■ What you are asked to do ■
Repeat every line of the data exactly, but not the pictures.

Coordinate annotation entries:

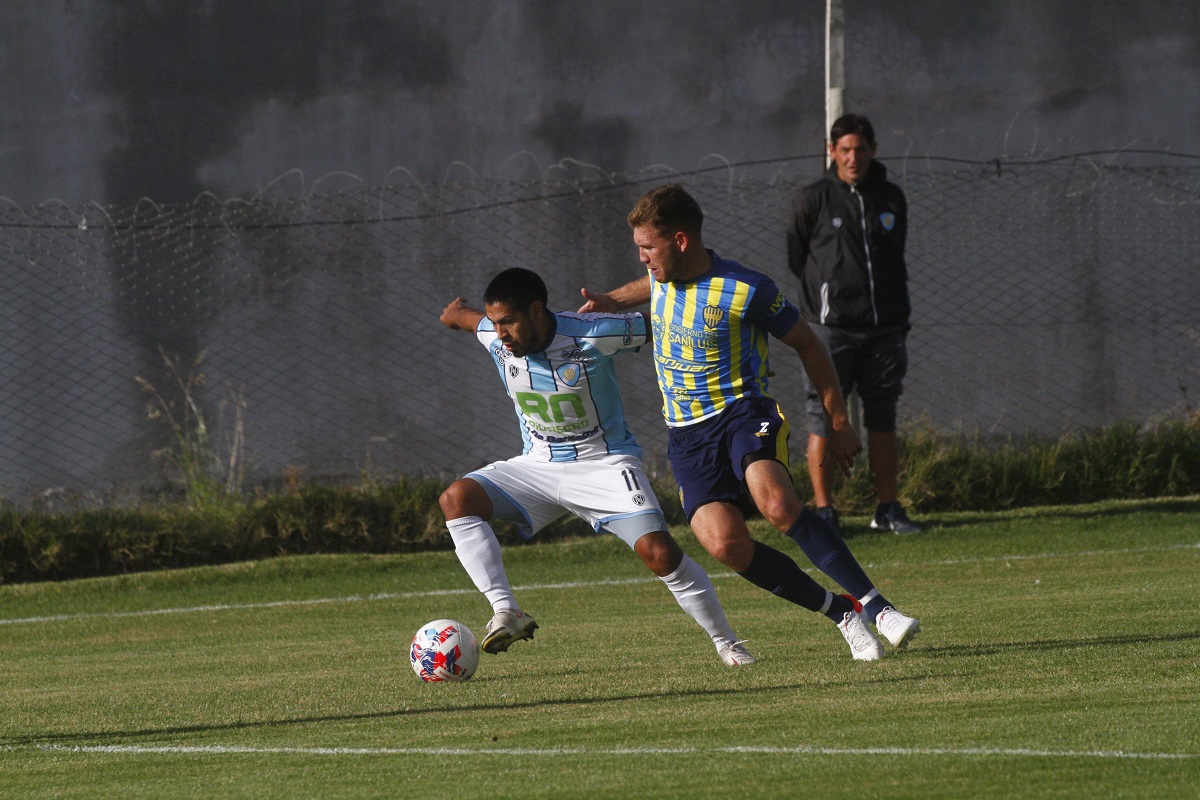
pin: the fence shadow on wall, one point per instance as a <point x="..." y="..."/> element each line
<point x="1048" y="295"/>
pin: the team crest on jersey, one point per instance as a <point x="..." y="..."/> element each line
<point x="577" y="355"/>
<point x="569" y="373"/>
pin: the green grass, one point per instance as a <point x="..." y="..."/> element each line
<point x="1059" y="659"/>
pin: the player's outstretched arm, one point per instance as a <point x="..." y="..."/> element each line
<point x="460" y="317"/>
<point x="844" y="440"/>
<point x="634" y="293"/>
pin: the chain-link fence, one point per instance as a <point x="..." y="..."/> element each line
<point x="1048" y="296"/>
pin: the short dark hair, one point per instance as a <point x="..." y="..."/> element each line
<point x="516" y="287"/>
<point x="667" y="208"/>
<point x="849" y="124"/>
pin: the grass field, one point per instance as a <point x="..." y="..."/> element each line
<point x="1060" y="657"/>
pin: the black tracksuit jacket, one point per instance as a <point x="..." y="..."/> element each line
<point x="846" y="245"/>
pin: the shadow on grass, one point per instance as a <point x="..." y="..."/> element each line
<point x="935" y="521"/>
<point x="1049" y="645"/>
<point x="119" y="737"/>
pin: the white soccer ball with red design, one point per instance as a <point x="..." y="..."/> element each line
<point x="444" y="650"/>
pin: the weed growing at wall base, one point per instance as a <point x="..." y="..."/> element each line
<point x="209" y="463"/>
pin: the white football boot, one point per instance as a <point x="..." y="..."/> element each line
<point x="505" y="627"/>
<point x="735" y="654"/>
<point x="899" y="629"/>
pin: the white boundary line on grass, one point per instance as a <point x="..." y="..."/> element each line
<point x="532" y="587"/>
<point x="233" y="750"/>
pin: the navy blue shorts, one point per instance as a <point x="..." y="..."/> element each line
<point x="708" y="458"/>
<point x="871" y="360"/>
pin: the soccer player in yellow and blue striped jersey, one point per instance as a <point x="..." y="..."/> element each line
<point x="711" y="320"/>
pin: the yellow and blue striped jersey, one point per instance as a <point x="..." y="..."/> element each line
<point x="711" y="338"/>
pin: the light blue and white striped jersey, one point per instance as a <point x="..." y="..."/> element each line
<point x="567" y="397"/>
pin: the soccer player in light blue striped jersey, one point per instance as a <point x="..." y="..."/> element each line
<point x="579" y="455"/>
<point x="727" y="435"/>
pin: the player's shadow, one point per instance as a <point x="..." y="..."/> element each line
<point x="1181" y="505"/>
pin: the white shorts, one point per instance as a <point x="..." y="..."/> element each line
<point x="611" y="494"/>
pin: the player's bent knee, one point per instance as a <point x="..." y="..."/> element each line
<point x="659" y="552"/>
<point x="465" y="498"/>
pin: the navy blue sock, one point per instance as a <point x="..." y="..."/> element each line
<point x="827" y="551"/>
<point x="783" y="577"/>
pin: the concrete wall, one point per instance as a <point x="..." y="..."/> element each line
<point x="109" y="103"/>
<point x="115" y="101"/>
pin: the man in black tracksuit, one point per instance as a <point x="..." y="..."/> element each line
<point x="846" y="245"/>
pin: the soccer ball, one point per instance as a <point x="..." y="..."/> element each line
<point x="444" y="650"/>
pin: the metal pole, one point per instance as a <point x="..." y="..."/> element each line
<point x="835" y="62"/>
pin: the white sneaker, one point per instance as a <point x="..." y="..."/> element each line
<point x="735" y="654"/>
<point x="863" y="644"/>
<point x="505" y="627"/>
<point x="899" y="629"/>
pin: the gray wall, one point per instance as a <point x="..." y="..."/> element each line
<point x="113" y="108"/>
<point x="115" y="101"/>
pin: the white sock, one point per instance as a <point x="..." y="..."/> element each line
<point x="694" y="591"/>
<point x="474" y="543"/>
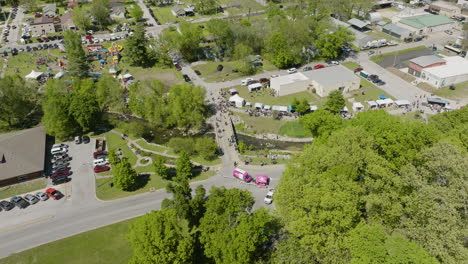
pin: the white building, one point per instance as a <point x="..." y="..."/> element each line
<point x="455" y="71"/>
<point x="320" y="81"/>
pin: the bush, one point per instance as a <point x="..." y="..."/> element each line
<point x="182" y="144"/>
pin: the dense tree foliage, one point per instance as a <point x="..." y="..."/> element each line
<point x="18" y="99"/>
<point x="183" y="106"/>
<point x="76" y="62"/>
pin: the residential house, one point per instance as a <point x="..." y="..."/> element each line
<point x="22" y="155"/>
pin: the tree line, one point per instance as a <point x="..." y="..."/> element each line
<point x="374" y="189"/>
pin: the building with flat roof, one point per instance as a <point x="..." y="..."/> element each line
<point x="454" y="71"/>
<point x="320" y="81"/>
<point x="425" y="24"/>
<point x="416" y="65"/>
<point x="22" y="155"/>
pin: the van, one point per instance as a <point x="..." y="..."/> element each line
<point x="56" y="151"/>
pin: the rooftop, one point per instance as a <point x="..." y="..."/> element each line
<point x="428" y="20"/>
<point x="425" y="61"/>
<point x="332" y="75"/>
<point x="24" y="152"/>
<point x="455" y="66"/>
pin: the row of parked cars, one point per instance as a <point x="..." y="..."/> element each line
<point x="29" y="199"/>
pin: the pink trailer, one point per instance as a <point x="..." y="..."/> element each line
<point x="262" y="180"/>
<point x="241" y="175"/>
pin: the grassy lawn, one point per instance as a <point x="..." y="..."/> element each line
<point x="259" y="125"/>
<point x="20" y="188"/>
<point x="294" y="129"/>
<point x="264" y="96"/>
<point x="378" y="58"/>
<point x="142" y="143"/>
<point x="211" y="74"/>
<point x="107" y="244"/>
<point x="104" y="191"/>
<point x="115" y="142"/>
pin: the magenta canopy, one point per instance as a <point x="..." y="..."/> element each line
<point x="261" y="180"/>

■ Result ■
pin: the fence shadow on wall, one point per instance as a <point x="..." y="..."/> element each line
<point x="1048" y="295"/>
pin: the team crest on jersey, one point per instance as a <point x="..." y="..."/> element each line
<point x="577" y="355"/>
<point x="569" y="373"/>
pin: the green grass, one point per instance as a <point x="..." y="..."/> element each line
<point x="1059" y="659"/>
pin: the player's outstretched arm, one point per instance as a <point x="..." y="..."/> element each line
<point x="460" y="317"/>
<point x="844" y="440"/>
<point x="634" y="293"/>
pin: the chain-link fence, one point per instance as a <point x="..." y="..."/> element each line
<point x="1048" y="296"/>
pin: the short dark hair, one point per instance as a <point x="..." y="..."/> element each line
<point x="516" y="287"/>
<point x="667" y="208"/>
<point x="849" y="124"/>
pin: the grass field, one point per instance as a <point x="..." y="..."/> element each line
<point x="1060" y="657"/>
pin: the black tracksuit jacket, one point per instance as a <point x="..." y="..."/> element each line
<point x="846" y="245"/>
pin: the shadow on grass, one point per instance as a <point x="..." y="..."/> element each line
<point x="935" y="521"/>
<point x="1049" y="645"/>
<point x="119" y="737"/>
pin: the white soccer ball with red design, one point per instance as a <point x="..." y="..."/> element each line
<point x="444" y="650"/>
pin: the weed growing at wall base, one point per instance as a <point x="..." y="..."/> element each line
<point x="209" y="463"/>
pin: the white football boot, one point per instance as a <point x="..." y="..."/> element each line
<point x="505" y="627"/>
<point x="735" y="654"/>
<point x="899" y="629"/>
pin: the white boundary line on grass, one point per instance as a <point x="..." y="..."/> element each line
<point x="532" y="587"/>
<point x="233" y="750"/>
pin: the navy blue shorts, one point per instance as a <point x="..." y="..."/> element each line
<point x="708" y="458"/>
<point x="871" y="360"/>
pin: the soccer player in yellow and blue striped jersey, one point per instance as a <point x="..." y="..."/> element each line
<point x="711" y="320"/>
pin: the yellow and blue striped jersey, one point per instance as a <point x="..." y="..."/> element each line
<point x="711" y="338"/>
pin: the light blue and white striped jersey, one point per instance as a <point x="..." y="..."/> element each line
<point x="567" y="397"/>
pin: the soccer player in light blue striped jersey, one point per instance as a <point x="..." y="..."/> element each line
<point x="579" y="455"/>
<point x="727" y="435"/>
pin: the player's shadow, one point per instance as a <point x="..." y="..."/> element each line
<point x="1181" y="505"/>
pin: the white shorts, one point per instance as a <point x="..." y="..."/> element each line
<point x="611" y="494"/>
pin: the player's bent knee, one point per instance as a <point x="..." y="..."/> element each line
<point x="659" y="552"/>
<point x="465" y="498"/>
pin: the navy blue sock, one point per instance as a <point x="..." y="..."/> element each line
<point x="827" y="551"/>
<point x="783" y="577"/>
pin: the concrete wall, one point per instance as a <point x="..." y="..."/> element each line
<point x="109" y="103"/>
<point x="115" y="101"/>
pin: the man in black tracksuit, one point per instance as a <point x="..." y="..."/> element each line
<point x="846" y="245"/>
pin: the soccer ball, one point per instance as a <point x="..." y="..."/> element each line
<point x="444" y="650"/>
pin: the metal pole, one point per instance as a <point x="..." y="..."/> element each line
<point x="835" y="62"/>
pin: the white sneaker, one point per instance as a <point x="..." y="..."/> element each line
<point x="735" y="654"/>
<point x="863" y="644"/>
<point x="505" y="627"/>
<point x="899" y="629"/>
pin: the gray wall, one point per instance as a <point x="..." y="..."/> element each line
<point x="113" y="108"/>
<point x="115" y="101"/>
pin: the white sock, one point per instance as a <point x="..." y="..."/> element each line
<point x="694" y="591"/>
<point x="474" y="543"/>
pin: the white building, one point per instance as a <point x="..." y="..."/> element each line
<point x="455" y="71"/>
<point x="320" y="81"/>
pin: the bush, one point per instance as a <point x="..." y="..."/> element each line
<point x="182" y="144"/>
pin: the dense tree foliage, one point per instance as a <point x="..." y="..."/> element each line
<point x="18" y="99"/>
<point x="183" y="106"/>
<point x="76" y="62"/>
pin: the residential house, one point per instance as a <point x="..." y="..."/> element each line
<point x="22" y="155"/>
pin: the tree line, one point per instance as a <point x="..." y="..."/> element each line
<point x="374" y="189"/>
pin: the building with flat roof, one point per instance as a <point x="..." y="..."/> element each line
<point x="454" y="71"/>
<point x="320" y="81"/>
<point x="425" y="24"/>
<point x="416" y="65"/>
<point x="22" y="155"/>
pin: the van, one point per instance as a <point x="..." y="..."/> element each line
<point x="56" y="151"/>
pin: the rooftop, one point per instance as a <point x="..." y="..."/> element each line
<point x="428" y="20"/>
<point x="425" y="61"/>
<point x="332" y="75"/>
<point x="24" y="152"/>
<point x="455" y="66"/>
pin: the row of parked cars, one point per instance as a <point x="..." y="..."/> element each line
<point x="29" y="199"/>
pin: the pink trailer, one point per instance as a <point x="..." y="..."/> element each line
<point x="262" y="180"/>
<point x="241" y="175"/>
pin: the grassy lawn, one point per instance as a <point x="..." y="..."/> element each line
<point x="259" y="125"/>
<point x="20" y="188"/>
<point x="294" y="129"/>
<point x="264" y="96"/>
<point x="378" y="58"/>
<point x="142" y="143"/>
<point x="211" y="74"/>
<point x="107" y="244"/>
<point x="104" y="191"/>
<point x="115" y="142"/>
pin: the magenta canopy, one point per instance as a <point x="..." y="..."/> element each line
<point x="261" y="180"/>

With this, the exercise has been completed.